### EXERCISE OBJECTIVE
Write out the material between the line containing "Where can the crowd" and the line containing "column 377, row 37", inclusive, with every line reproduced exactly.

### LISTED ENTRIES
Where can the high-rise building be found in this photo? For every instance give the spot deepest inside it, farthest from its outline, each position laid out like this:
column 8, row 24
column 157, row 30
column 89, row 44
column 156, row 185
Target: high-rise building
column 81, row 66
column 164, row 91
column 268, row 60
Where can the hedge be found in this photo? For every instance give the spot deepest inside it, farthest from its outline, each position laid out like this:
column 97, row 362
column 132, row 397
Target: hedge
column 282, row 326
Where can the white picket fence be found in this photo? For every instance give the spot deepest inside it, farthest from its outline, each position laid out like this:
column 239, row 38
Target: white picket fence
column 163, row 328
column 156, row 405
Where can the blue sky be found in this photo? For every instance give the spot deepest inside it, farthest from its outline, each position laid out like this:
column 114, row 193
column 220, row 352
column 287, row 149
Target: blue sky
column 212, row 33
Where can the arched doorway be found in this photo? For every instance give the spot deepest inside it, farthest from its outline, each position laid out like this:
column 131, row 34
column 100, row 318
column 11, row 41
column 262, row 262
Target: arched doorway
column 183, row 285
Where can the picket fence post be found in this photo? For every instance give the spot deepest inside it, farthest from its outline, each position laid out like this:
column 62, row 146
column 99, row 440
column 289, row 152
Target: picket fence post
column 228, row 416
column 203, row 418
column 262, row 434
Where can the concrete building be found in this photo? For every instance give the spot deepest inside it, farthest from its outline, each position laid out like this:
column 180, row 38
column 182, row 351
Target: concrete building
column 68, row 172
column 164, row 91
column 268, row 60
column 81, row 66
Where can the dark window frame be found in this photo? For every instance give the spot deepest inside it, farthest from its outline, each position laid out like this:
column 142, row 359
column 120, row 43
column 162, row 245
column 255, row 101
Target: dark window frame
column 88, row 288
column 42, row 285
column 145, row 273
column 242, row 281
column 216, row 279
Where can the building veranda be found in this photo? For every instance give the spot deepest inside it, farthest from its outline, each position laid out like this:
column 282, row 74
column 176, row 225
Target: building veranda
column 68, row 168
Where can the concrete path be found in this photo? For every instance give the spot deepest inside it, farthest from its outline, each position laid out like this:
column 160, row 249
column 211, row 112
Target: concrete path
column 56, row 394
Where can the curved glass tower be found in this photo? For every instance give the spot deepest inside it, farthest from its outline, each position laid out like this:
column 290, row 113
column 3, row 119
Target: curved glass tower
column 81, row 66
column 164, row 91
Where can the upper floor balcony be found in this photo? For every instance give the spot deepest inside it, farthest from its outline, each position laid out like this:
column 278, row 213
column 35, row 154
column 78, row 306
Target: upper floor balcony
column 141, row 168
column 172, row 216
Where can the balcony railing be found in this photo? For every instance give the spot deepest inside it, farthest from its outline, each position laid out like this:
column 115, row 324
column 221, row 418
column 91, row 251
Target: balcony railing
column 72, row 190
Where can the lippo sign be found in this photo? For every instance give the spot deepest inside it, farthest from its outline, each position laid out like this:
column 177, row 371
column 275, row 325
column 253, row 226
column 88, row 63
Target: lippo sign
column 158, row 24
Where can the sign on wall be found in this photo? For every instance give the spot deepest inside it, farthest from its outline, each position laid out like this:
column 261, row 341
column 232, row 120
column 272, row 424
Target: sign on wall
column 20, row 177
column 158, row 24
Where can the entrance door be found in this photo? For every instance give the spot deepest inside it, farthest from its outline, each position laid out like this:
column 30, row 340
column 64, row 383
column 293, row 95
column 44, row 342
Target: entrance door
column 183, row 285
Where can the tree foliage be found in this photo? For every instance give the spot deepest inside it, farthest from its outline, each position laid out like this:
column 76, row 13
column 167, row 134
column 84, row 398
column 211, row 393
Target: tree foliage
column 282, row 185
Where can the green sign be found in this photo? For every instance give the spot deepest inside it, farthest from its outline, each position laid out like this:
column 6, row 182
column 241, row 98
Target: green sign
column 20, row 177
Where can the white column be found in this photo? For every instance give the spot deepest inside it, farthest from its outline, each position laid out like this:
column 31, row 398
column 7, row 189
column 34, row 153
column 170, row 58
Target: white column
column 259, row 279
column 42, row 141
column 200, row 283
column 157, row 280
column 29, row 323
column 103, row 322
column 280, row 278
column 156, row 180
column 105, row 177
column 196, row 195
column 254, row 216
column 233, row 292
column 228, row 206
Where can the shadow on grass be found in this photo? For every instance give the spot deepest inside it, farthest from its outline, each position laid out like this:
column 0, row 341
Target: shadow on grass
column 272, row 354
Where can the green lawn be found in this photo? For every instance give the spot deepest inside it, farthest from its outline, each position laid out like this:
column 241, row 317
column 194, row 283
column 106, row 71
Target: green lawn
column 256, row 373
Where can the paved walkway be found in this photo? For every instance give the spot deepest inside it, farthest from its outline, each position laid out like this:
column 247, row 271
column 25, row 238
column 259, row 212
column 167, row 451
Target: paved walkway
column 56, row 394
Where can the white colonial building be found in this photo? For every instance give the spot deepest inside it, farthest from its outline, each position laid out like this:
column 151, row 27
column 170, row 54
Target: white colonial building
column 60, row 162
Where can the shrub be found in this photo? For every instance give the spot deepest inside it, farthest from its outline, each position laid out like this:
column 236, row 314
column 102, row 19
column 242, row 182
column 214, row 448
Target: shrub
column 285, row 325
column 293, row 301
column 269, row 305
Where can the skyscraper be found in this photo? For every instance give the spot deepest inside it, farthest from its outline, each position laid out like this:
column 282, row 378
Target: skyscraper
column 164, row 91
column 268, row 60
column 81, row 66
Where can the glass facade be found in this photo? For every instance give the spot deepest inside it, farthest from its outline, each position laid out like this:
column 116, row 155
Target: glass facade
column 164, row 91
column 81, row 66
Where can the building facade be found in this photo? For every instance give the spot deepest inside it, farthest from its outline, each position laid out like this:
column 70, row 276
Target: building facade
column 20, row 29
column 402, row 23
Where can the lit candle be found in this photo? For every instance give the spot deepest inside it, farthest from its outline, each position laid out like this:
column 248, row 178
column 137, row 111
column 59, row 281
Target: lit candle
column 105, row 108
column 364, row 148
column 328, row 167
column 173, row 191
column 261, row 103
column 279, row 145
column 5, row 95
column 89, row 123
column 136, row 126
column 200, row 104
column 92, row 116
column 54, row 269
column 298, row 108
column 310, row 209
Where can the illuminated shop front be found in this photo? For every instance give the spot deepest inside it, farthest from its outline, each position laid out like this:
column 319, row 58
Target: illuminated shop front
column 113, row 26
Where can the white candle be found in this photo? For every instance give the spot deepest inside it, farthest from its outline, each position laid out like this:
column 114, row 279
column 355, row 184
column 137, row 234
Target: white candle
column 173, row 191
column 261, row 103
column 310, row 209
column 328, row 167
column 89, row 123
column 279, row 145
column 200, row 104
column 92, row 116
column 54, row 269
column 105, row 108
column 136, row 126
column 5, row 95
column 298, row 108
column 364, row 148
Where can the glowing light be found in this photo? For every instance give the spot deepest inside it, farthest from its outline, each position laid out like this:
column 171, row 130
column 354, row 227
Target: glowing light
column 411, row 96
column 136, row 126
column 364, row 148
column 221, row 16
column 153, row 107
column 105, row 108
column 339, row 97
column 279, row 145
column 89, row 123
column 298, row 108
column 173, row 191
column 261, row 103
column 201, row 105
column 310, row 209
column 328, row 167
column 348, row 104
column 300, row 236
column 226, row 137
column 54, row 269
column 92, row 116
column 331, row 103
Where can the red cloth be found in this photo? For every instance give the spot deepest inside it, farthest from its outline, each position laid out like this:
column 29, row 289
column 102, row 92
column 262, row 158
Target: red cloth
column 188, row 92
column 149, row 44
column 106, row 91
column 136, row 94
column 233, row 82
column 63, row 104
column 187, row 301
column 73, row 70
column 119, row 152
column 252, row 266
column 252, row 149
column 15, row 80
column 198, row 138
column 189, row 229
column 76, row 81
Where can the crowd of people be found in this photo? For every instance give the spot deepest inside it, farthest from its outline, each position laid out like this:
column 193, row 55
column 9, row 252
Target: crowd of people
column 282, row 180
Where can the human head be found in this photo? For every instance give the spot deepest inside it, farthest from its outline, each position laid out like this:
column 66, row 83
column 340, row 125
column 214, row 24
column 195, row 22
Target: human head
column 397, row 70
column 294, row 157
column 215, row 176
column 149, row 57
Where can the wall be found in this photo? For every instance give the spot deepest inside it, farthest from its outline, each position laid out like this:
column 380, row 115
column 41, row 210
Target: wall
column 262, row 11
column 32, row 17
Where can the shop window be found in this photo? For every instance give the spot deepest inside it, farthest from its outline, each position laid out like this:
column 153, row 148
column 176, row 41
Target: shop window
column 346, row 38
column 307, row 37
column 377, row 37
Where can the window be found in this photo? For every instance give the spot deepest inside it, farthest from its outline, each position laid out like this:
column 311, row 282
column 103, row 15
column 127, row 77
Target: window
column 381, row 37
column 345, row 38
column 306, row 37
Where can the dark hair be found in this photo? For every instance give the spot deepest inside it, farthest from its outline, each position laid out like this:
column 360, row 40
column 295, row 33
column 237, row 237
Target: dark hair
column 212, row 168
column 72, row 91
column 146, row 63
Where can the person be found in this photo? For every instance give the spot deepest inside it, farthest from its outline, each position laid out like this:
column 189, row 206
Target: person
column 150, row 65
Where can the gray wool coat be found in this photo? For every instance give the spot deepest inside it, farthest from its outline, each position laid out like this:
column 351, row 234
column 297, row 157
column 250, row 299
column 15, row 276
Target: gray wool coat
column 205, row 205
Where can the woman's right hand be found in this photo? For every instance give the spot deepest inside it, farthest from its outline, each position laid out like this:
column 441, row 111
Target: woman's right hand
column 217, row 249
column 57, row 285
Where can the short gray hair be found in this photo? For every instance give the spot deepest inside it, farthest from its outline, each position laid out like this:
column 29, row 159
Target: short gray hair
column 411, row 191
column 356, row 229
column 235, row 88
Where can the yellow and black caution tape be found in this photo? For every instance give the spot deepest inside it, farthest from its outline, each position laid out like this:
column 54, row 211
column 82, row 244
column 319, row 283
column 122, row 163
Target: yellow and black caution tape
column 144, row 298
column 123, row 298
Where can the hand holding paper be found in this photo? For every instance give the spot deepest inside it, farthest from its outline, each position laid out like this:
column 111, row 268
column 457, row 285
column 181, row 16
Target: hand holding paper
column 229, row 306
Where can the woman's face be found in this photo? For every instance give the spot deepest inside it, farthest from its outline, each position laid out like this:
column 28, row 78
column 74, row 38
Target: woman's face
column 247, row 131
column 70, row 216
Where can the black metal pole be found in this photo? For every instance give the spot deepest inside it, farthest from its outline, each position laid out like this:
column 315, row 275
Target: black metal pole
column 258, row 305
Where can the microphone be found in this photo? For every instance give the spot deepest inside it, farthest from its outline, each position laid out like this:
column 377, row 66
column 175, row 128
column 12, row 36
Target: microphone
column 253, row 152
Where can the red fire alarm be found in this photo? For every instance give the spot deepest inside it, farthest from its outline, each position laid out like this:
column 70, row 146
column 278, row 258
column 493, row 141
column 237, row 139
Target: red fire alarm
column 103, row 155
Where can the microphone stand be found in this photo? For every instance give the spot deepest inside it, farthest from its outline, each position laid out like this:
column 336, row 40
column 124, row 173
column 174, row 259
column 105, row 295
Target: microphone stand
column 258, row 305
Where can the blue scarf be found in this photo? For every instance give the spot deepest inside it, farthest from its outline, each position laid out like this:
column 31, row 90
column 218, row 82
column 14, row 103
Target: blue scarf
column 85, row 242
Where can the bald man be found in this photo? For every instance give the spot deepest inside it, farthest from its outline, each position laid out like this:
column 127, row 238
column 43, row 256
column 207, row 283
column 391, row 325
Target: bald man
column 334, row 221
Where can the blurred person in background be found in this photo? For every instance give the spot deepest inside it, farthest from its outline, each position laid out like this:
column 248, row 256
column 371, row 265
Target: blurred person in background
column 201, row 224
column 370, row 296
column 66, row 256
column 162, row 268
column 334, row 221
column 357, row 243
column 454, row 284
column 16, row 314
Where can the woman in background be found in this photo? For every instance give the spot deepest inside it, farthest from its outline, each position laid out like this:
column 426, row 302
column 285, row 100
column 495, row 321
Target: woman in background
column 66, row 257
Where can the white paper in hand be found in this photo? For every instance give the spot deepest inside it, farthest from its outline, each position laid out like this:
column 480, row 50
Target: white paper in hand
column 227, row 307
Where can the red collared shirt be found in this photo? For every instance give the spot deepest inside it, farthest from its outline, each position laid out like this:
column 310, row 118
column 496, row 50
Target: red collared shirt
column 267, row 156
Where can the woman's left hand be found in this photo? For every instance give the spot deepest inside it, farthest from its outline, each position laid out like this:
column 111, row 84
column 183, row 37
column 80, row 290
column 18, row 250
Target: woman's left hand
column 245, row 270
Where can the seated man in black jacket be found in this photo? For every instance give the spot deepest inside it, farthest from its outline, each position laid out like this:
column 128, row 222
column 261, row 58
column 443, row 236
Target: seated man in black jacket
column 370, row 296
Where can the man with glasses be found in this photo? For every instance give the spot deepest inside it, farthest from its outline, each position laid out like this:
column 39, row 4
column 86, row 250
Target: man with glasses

### TASK RESULT
Where can the crowd of people be found in this photo? For every instance give the spot deepest inside it, farthest from its outline, each position laid out like this:
column 193, row 55
column 9, row 252
Target: crowd of people
column 282, row 180
Where can the human head be found in this photo? For every instance give the spot deepest inside it, farthest from its outline, each position laid out like this:
column 66, row 83
column 340, row 125
column 214, row 24
column 195, row 22
Target: human head
column 397, row 70
column 294, row 157
column 215, row 176
column 149, row 57
Where can the wall be found in this photo? For every instance give the spot deepest inside it, farthest from its outline, each position laid out like this:
column 380, row 115
column 41, row 210
Target: wall
column 262, row 11
column 32, row 17
Where can the shop window be found in this photo? For every instance give the spot deepest inside it, farthest from its outline, each position laid out like this:
column 153, row 148
column 176, row 41
Target: shop window
column 346, row 38
column 307, row 37
column 377, row 37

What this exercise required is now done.